Start of Page excerpt

Here, Plaintiffs fail to identify any relationships among those associated or how any Defendant participated in the management, direction, or operation of the purported enterprise. See Univ. of Maryland at Baltimore v. Peat, Marwick, Main & Co., 996 F.2d 1534, 1539 (3d Cir. 1993). In the general section of their Amended Complaint, Plaintiffs vaguely allege that “Defendants formed a joint venture for their own profit much before Plaintiff Olivia even applied for the loan.” ¶ 30. In the RICO Count, Plaintiffs state that “Defendants in a joint venture are selling unregistered securities consisting of Plaintiffs [sic] mortgage,” but do not describe any details of this venture. Am. Compl. ¶ 61. Moreover, Plaintiff does not allege any separate purpose, and in fact expressly alleges that the enterprise has only one purpose: “the aim and objective of the enterprise being to perpetrate a fraud upon the Plaintiff through the use of intentional nondisclosure, material misrepresentation, and creation of fraudulent loan documents.” Id. ¶ 63. In the absence of a separate purpose, Plaintiffs' claim fails.

End of Page excerpt
Start of Listed entries

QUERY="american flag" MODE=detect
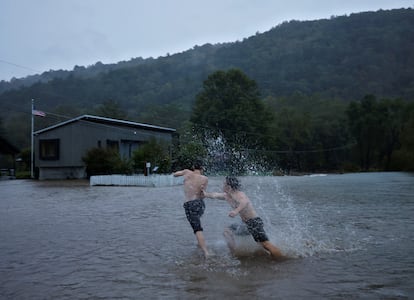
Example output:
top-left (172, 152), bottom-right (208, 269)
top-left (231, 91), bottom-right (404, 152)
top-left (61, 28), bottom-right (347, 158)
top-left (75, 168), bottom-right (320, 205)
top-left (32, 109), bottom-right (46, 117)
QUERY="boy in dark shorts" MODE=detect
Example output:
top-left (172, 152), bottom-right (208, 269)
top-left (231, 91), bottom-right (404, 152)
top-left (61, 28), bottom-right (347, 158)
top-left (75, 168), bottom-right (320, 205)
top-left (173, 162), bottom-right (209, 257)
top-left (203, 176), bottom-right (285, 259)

End of Listed entries
Start of Listed entries

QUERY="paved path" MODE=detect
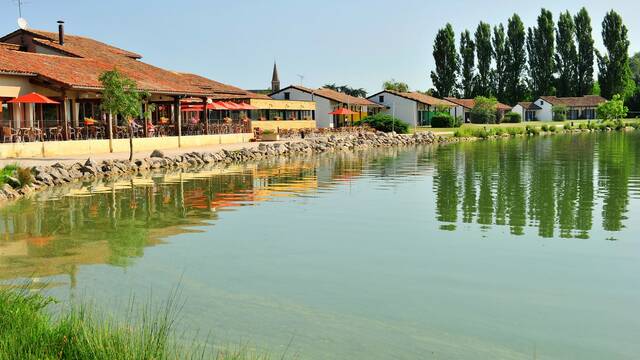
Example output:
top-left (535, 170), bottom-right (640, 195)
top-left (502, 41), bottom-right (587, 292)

End of Listed entries

Written problem:
Reproduce the passage on the Plaintiffs' RICO enterprise claim in full, word for word. The records were drawn from a separate source.

Exercise output:
Here, Plaintiffs fail to identify any relationships among those associated or how any Defendant participated in the management, direction, or operation of the purported enterprise. See Univ. of Maryland at Baltimore v. Peat, Marwick, Main & Co., 996 F.2d 1534, 1539 (3d Cir. 1993). In the general section of their Amended Complaint, Plaintiffs vaguely allege that “Defendants formed a joint venture for their own profit much before Plaintiff Olivia even applied for the loan.” ¶ 30. In the RICO Count, Plaintiffs state that “Defendants in a joint venture are selling unregistered securities consisting of Plaintiffs [sic] mortgage,” but do not describe any details of this venture. Am. Compl. ¶ 61. Moreover, Plaintiff does not allege any separate purpose, and in fact expressly alleges that the enterprise has only one purpose: “the aim and objective of the enterprise being to perpetrate a fraud upon the Plaintiff through the use of intentional nondisclosure, material misrepresentation, and creation of fraudulent loan documents.” Id. ¶ 63. In the absence of a separate purpose, Plaintiffs' claim fails.